Output the records that follow, with every character intact.

=====

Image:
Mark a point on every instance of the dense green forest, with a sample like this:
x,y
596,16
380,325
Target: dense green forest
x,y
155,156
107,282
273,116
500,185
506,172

=====

**WRITTEN ANSWER:**
Image:
Mark a point on every instance of the dense green forest, with a sample like this:
x,y
596,16
380,325
Target: dense green forest
x,y
155,156
107,282
273,116
500,185
506,172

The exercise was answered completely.